_TEXTE FOURNI:_
L'oeuvre scientifique du Professeur MELNOTTE comporte plusieurs centaines de publications, mémoires ou rapports présentés devant les sociétés savantes nationales auxquelles il appartenait. Parmi elles il faut citer les Sociétés de Microbiologie, de Pathologie exotique, de Médecine Publique et de Génie Sanitaire dont il fut le Président à l'occasion du 40e Congrès, et la Société Médicale des Hôpitaux de Paris qui l'accueillit comme membre correspondant en 1964. Ses travaux touchent à tous les domaines du vaste champ qu'embrasse la Santé Publique. Une brève énumération le montrera : maladies infectieuses ou parasitaires autochtones ou exotiques, problèmes liés aux vaccinations, questions d'actualités épidémiologiques, techniques de laboratoire appliquées à la Santé Publique, problèmes d'Hygiène générale et d'assainissement évoquent les grands axes d'intérêt qui retinrent son attention. Dans cette oeuvre importante dont il ne tirait aucune vanité il manquera, et il le regrettait, le traité d'épidémiologie qu'il avait rédigé mais qu'il ne put faire éditer. Il aurait mérité, à une époque où n'existait rien de comparable dans la littérature médicale française, le plus large succès.

_CONSIGNE:_
Poursuivez le texte sur l'œuvre scientifique du Professeur MELNOTTE à partir de sa dernière phrase. Les enregistrements n'ont aucun lien avec le texte.

_ENREGISTREMENTS FOURNIS:_

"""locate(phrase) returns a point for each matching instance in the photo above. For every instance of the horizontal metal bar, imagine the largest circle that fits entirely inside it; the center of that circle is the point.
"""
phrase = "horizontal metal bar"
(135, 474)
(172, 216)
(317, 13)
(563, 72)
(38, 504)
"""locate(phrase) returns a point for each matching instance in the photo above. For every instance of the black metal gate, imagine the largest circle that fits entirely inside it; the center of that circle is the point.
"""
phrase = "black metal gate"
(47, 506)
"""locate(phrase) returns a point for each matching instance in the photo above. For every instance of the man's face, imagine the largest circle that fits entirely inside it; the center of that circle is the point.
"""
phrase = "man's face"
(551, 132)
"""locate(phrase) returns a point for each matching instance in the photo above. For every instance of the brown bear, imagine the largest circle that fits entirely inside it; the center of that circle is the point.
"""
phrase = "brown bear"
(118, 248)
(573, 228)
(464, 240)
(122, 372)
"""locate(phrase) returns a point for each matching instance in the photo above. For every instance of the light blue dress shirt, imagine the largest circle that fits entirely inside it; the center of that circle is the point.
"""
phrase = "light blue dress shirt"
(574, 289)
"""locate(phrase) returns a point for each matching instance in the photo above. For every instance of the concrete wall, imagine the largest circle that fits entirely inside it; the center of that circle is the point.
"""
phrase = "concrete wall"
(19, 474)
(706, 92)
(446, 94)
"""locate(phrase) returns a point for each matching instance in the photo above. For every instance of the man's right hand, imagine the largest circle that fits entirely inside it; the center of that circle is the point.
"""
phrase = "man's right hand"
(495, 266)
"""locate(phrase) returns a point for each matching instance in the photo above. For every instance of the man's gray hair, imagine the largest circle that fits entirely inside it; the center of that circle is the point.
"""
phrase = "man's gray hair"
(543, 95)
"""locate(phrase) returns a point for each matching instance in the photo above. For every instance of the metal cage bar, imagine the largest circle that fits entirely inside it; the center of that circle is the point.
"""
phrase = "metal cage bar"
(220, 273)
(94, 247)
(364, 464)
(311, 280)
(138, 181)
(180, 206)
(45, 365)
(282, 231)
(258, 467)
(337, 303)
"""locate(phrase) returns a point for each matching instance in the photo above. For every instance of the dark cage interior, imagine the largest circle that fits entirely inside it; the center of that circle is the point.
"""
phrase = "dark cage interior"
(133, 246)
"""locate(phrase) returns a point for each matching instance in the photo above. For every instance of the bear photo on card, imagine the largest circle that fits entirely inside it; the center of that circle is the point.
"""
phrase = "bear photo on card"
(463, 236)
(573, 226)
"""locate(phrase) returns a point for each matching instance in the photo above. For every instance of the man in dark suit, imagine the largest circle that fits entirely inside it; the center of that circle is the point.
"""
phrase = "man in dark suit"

_ZONE DE RÉPONSE:_
Cette réputation d'épidémiologiste fut largement mise à contribution par les services ministériels de la Santé qui, en de nombreuses occasions, confièrent à Monsieur MELNOTTE des missions d'experts en France et dans les territoires d'outre-mer pour étudier telle épidémie et proposer telles mesures appropriées. Il aimait ces missions sur le terrain, elles évoquaient pour lui de lointains souvenirs marocains. Cette compétence recevra sa consécration quand après avoir été nommé membre du Conseil Supérieur d'Hygiène Publique de France il deviendra le Vice-Président de la Section d'Épidémiologie et que l'Académie de Médecine l'élira membre correspondant dans sa section d'Hygiène. A ces manifestations d'estime de ses pairs s'ajoutaient celles des gouvernements qui lui conférèrent aux diverses étapes de sa carrière les insignes de plusieurs de nos ordres nationaux : Officier de l'Instruction Publique en 1931, il recevait la Cravate de Commandeur dans l'Ordre de la Légion d'Honneur en 1945, l'année suivante il était fait commandeur de la Santé Publique.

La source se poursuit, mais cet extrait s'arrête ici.